## Task description
In the Freezing Works railway station text, how long was the wagon loop at the station?

=== Document excerpt ===

General information
- Location: Kotua Street & Elms Street, Stoke
- Coordinates: 41°19′43.26″S 173°12′26.42″E﻿ / ﻿41.3286833°S 173.2073389°E
- System: New Zealand Government Railways (NZGR) regional rail
- Owner: Nelson Freezing Company
- Line: Nelson Section

History
- Opened: April 1909
- Closed: 3 September 1955

Location

= Freezing Works railway station =

Defunct railway station in New Zealand

The Nelson Freezing Company's works between Stoke and Richmond in the Tasman district of New Zealand's South Island were a major source of traffic for the Nelson Section from 1909 to 1955. This was a freight-only station, with no passenger facilities ever being located at this site.

Facilities at this station included a twenty-three wagon loop, stockyards, an unloading ramp and a private siding that ended beside the freezer chamber.

=== Data listing ===

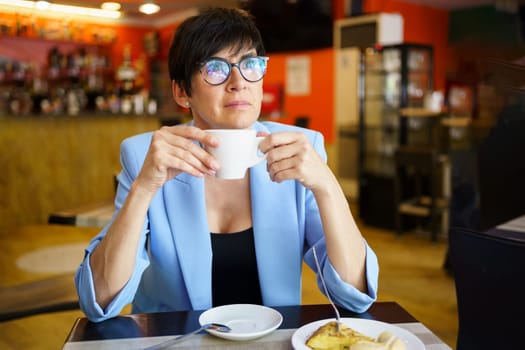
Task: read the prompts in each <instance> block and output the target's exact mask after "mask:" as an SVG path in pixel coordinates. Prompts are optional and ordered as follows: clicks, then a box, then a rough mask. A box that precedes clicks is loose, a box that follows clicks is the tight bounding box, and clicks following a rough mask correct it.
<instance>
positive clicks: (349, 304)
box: [304, 132, 379, 313]
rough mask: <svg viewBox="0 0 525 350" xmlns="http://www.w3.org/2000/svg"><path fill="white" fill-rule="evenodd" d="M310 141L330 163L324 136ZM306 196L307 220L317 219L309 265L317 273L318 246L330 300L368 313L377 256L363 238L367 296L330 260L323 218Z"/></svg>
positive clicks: (310, 240) (378, 266)
mask: <svg viewBox="0 0 525 350" xmlns="http://www.w3.org/2000/svg"><path fill="white" fill-rule="evenodd" d="M311 140H312V144H313V146H314V148H315V149H316V150H317V152H318V153H319V154H320V155H321V157H323V159H324V160H325V161H327V156H326V151H325V148H324V139H323V136H322V134H320V133H317V132H316V133H315V134H314V136H313V137H312V138H311ZM306 197H307V202H306V205H307V209H306V210H307V211H309V213H308V215H307V217H310V218H315V220H312V219H307V241H308V242H309V244H310V247H308V249H307V251H306V254H305V257H304V260H305V262H306V264H307V265H308V266H310V267H311V268H312V270H313V271H315V272H316V273H318V272H317V268H316V266H315V261H314V258H313V252H312V249H311V246H312V245H315V247H316V253H317V255H318V258H319V260H320V266H321V269H322V270H323V274H324V275H323V276H324V278H325V281H326V284H327V289H328V292H329V293H330V297H331V298H332V299H333V301H334V302H335V303H336V304H338V305H340V306H342V307H344V308H345V309H348V310H350V311H353V312H357V313H361V312H365V311H366V310H367V309H368V308H369V307H370V306H371V305H372V304H373V303H374V301H376V299H377V288H378V276H379V264H378V260H377V256H376V254H375V253H374V251H373V250H372V249H371V248H370V246H369V245H368V243H367V242H366V240H364V239H363V244H364V245H365V248H366V261H365V265H366V280H367V286H368V293H363V292H361V291H360V290H358V289H357V288H355V287H354V286H353V285H351V284H349V283H346V282H345V281H343V279H342V278H341V277H340V276H339V274H338V273H337V271H336V270H335V268H334V267H333V265H332V264H331V263H330V260H329V259H328V254H327V252H326V242H325V240H324V234H322V224H321V222H320V218H318V216H319V209H318V207H317V204H316V202H315V199H314V198H313V193H311V191H309V190H307V195H306ZM311 221H312V222H311ZM319 233H321V234H319ZM317 284H318V286H319V289H320V290H321V292H322V293H323V294H324V289H323V287H322V284H321V281H320V279H319V278H317Z"/></svg>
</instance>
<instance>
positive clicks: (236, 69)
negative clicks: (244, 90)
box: [227, 66, 248, 89]
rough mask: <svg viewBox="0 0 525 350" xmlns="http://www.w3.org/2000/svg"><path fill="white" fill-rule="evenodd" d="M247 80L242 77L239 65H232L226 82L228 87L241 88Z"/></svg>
mask: <svg viewBox="0 0 525 350" xmlns="http://www.w3.org/2000/svg"><path fill="white" fill-rule="evenodd" d="M247 83H248V82H247V81H246V80H245V79H244V77H243V76H242V74H241V71H240V70H239V67H237V66H233V67H232V71H231V74H230V77H229V78H228V81H227V84H228V88H229V89H243V88H244V87H246V84H247Z"/></svg>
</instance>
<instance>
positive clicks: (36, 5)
mask: <svg viewBox="0 0 525 350" xmlns="http://www.w3.org/2000/svg"><path fill="white" fill-rule="evenodd" d="M49 5H51V4H50V3H49V1H43V0H39V1H37V2H35V8H36V9H38V10H42V11H43V10H47V9H48V8H49Z"/></svg>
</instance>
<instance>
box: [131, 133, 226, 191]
mask: <svg viewBox="0 0 525 350" xmlns="http://www.w3.org/2000/svg"><path fill="white" fill-rule="evenodd" d="M196 141H197V142H196ZM217 144H218V140H217V139H216V138H215V137H213V136H212V135H210V134H208V133H206V132H204V131H203V130H201V129H199V128H196V127H193V126H185V125H184V126H170V127H162V128H161V129H159V130H157V131H155V132H154V133H153V136H152V140H151V144H150V148H149V150H148V153H147V155H146V159H145V161H144V165H143V167H142V170H141V180H142V182H143V183H144V182H146V183H149V184H150V186H151V187H153V188H158V187H160V186H162V185H163V184H164V183H165V182H166V181H168V180H170V179H171V178H173V177H175V176H177V175H178V174H180V173H181V172H186V173H188V174H191V175H193V176H197V177H203V176H204V175H205V174H214V173H215V171H217V169H218V168H219V165H218V163H217V161H216V160H215V159H214V158H213V156H211V155H210V154H209V153H208V152H206V150H204V148H203V147H202V146H201V145H209V146H215V145H217Z"/></svg>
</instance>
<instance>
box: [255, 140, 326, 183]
mask: <svg viewBox="0 0 525 350" xmlns="http://www.w3.org/2000/svg"><path fill="white" fill-rule="evenodd" d="M258 136H266V138H265V139H264V140H263V141H261V143H260V145H259V148H260V149H261V151H262V152H263V153H265V154H266V160H267V166H268V172H269V173H270V178H271V179H272V181H275V182H282V181H284V180H297V181H299V182H301V184H303V186H305V187H307V188H309V189H310V190H312V191H313V190H315V189H316V188H318V187H319V186H321V185H322V184H323V181H324V179H325V178H326V177H330V174H331V172H330V169H329V168H328V165H327V164H326V163H325V162H324V160H323V159H322V158H321V156H319V154H318V153H317V152H316V151H315V149H314V148H313V147H312V145H311V143H310V142H309V140H308V138H307V137H306V136H305V135H304V134H303V133H301V132H279V133H272V134H266V133H262V132H260V133H258Z"/></svg>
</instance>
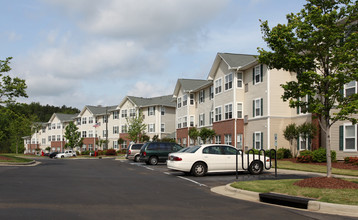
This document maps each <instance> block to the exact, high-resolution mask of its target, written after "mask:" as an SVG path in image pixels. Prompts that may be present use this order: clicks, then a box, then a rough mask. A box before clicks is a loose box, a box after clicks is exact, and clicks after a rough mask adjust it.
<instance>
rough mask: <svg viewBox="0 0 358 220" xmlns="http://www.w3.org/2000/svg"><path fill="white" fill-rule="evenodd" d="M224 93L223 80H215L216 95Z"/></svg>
mask: <svg viewBox="0 0 358 220" xmlns="http://www.w3.org/2000/svg"><path fill="white" fill-rule="evenodd" d="M220 93H222V78H219V79H217V80H215V95H218V94H220Z"/></svg>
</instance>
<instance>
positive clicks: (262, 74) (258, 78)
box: [252, 65, 263, 85]
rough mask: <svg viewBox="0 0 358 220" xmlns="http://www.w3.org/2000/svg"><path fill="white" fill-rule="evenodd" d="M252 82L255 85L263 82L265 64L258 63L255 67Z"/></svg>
mask: <svg viewBox="0 0 358 220" xmlns="http://www.w3.org/2000/svg"><path fill="white" fill-rule="evenodd" d="M252 77H253V79H252V82H253V84H254V85H256V84H259V83H260V82H262V78H263V65H257V66H255V67H254V68H253V73H252Z"/></svg>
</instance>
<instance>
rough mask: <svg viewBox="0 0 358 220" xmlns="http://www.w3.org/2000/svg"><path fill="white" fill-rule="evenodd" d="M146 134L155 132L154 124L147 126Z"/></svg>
mask: <svg viewBox="0 0 358 220" xmlns="http://www.w3.org/2000/svg"><path fill="white" fill-rule="evenodd" d="M148 132H149V133H154V132H155V124H148Z"/></svg>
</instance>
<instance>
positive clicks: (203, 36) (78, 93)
mask: <svg viewBox="0 0 358 220" xmlns="http://www.w3.org/2000/svg"><path fill="white" fill-rule="evenodd" d="M0 2H1V7H2V10H1V11H2V12H1V13H0V27H1V28H0V48H1V49H0V59H1V60H4V59H5V58H6V57H13V60H12V63H11V67H12V71H11V72H10V74H11V75H12V76H18V77H20V78H23V79H25V80H26V84H27V86H28V89H27V93H28V95H29V98H28V99H21V100H20V101H23V102H27V103H30V102H40V103H41V104H43V105H46V104H50V105H55V106H62V105H67V106H72V107H77V108H79V109H82V108H83V107H84V105H116V104H119V103H120V101H121V100H122V99H123V98H124V97H125V96H126V95H133V96H140V97H154V96H161V95H169V94H172V93H173V91H174V87H175V84H176V81H177V79H178V78H190V79H206V77H207V75H208V73H209V70H210V68H211V65H212V63H213V61H214V58H215V56H216V54H217V53H218V52H230V53H240V54H257V47H263V48H265V46H266V45H265V43H264V42H263V40H262V34H261V30H260V22H259V19H261V20H268V21H269V25H270V26H271V27H272V26H274V25H276V24H278V23H286V15H287V14H289V13H291V12H294V13H296V12H299V10H300V9H302V8H303V5H304V4H305V1H304V0H295V1H287V0H205V1H204V0H136V1H133V0H101V1H98V0H76V1H73V0H37V1H36V0H32V1H29V0H12V1H7V0H0Z"/></svg>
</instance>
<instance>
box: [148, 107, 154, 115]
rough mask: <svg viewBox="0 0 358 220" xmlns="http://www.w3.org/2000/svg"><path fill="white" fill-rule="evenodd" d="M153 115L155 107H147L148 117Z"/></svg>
mask: <svg viewBox="0 0 358 220" xmlns="http://www.w3.org/2000/svg"><path fill="white" fill-rule="evenodd" d="M150 115H155V106H151V107H148V116H150Z"/></svg>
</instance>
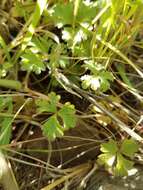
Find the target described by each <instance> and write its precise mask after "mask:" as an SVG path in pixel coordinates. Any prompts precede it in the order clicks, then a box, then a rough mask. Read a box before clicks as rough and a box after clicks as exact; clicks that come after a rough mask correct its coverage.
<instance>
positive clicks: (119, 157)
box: [115, 153, 133, 176]
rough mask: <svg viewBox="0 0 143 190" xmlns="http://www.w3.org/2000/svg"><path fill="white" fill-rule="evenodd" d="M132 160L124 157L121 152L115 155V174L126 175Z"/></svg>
mask: <svg viewBox="0 0 143 190" xmlns="http://www.w3.org/2000/svg"><path fill="white" fill-rule="evenodd" d="M132 167H133V162H132V161H129V160H127V159H126V158H124V157H123V156H122V155H121V154H119V153H118V155H117V164H116V166H115V174H116V175H118V176H125V175H128V170H130V169H132Z"/></svg>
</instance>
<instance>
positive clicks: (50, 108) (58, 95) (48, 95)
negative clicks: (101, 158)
mask: <svg viewBox="0 0 143 190" xmlns="http://www.w3.org/2000/svg"><path fill="white" fill-rule="evenodd" d="M48 98H49V101H48V100H45V99H38V100H37V101H36V105H37V111H38V112H39V113H42V112H51V113H56V112H57V104H58V102H59V100H60V96H59V95H56V94H55V93H54V92H51V93H50V94H49V95H48Z"/></svg>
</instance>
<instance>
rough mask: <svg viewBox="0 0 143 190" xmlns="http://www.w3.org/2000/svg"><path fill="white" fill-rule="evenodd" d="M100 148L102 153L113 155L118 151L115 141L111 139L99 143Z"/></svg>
mask: <svg viewBox="0 0 143 190" xmlns="http://www.w3.org/2000/svg"><path fill="white" fill-rule="evenodd" d="M100 150H101V151H102V152H104V153H110V154H112V155H114V154H116V153H117V151H118V147H117V143H116V141H114V140H112V139H111V140H109V142H107V143H103V144H101V148H100Z"/></svg>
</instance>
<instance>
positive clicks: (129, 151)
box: [98, 139, 139, 176]
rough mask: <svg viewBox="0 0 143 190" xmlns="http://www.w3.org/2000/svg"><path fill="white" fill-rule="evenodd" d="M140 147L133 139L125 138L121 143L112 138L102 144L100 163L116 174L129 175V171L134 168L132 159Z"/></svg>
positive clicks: (136, 142) (99, 163)
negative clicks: (128, 171)
mask: <svg viewBox="0 0 143 190" xmlns="http://www.w3.org/2000/svg"><path fill="white" fill-rule="evenodd" d="M138 149H139V145H138V144H137V142H136V141H134V140H133V139H125V140H123V142H121V143H120V144H119V143H117V142H116V141H115V140H112V139H111V140H109V142H107V143H103V144H101V148H100V150H101V152H102V153H101V154H100V155H99V156H98V163H99V164H100V165H102V164H104V165H105V167H106V169H108V170H111V171H112V172H113V173H114V174H115V175H119V176H124V175H128V171H129V170H130V169H132V168H133V164H134V162H133V161H132V159H133V157H134V155H135V153H136V152H137V151H138Z"/></svg>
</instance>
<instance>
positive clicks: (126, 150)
mask: <svg viewBox="0 0 143 190" xmlns="http://www.w3.org/2000/svg"><path fill="white" fill-rule="evenodd" d="M138 149H139V145H138V143H137V142H136V141H135V140H133V139H125V140H124V141H123V143H122V145H121V152H122V154H124V155H126V156H129V157H133V156H134V154H135V153H136V152H137V151H138Z"/></svg>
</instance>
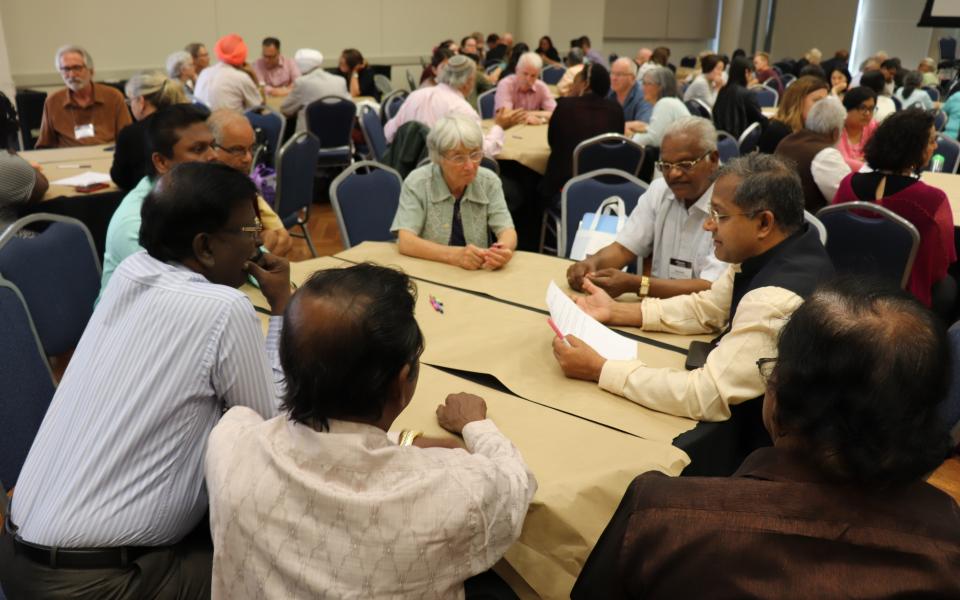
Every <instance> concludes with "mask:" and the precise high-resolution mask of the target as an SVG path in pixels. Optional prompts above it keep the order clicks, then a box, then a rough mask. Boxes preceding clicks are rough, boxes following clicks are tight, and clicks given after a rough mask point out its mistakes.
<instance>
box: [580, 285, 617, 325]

===

## Result of this exercise
The loop held twenty-three wagons.